_Excerpt to read:_
The Accreditation Council for Continuing Medical Education (ACCME) released its 2009 annual data, which provides an in-depth view of the size and scope of the CME enterprise nationwide. The report includes statistics on CME program revenue, funding, numbers of participants and format of educational activities. The 2009 ACCME Annual Report Data marks the 12th year the ACCME has been collecting and analyzing information for accredited providers, and offers more than a decade-long perspective on the growth of the CME system (click here for previous annual reports).
The report includes information from 707 ACCME accredited providers, a decrease from 725 accredited providers in 2008.
In 2009, accredited providers produced more than 95,000 activities, a 5.8% decrease of activities from 2008, and a 15.9% decrease in activities since 2007. In fact, directly sponsored CME activities decreased over 7% between 2008 and 2009.
Despite the fact that in 2009 accredited CME activities drew more than 17 million participants, another significant finding from the report showed that the numbers of hours of instruction decreased significantly (over 10% less hours). In particular, the number of hours of directly sponsored CME activities decreased over 12% between 2008 and 2009.

_Provided material:_
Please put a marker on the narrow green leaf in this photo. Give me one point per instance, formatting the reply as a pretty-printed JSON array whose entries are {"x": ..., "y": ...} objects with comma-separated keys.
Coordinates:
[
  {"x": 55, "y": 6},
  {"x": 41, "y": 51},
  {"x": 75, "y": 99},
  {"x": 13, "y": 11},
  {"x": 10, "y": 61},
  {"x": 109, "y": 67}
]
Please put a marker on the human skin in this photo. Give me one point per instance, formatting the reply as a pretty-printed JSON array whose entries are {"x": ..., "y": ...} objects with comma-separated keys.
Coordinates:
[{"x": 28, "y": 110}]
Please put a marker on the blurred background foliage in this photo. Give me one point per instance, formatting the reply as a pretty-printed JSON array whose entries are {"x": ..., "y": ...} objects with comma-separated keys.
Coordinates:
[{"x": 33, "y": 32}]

_What you need to do:_
1. According to the summary of the ACCME 2009 annual data, how many accredited providers supplied information for the report?
2. Write out the passage of the summary of the ACCME 2009 annual data, starting with "In 2009, accredited" and going on through "12% between 2008 and 2009.".

_Results of the exercise:_
1. 707 ACCME accredited providers

2.
In 2009, accredited providers produced more than 95,000 activities, a 5.8% decrease of activities from 2008, and a 15.9% decrease in activities since 2007. In fact, directly sponsored CME activities decreased over 7% between 2008 and 2009.
Despite the fact that in 2009 accredited CME activities drew more than 17 million participants, another significant finding from the report showed that the numbers of hours of instruction decreased significantly (over 10% less hours). In particular, the number of hours of directly sponsored CME activities decreased over 12% between 2008 and 2009.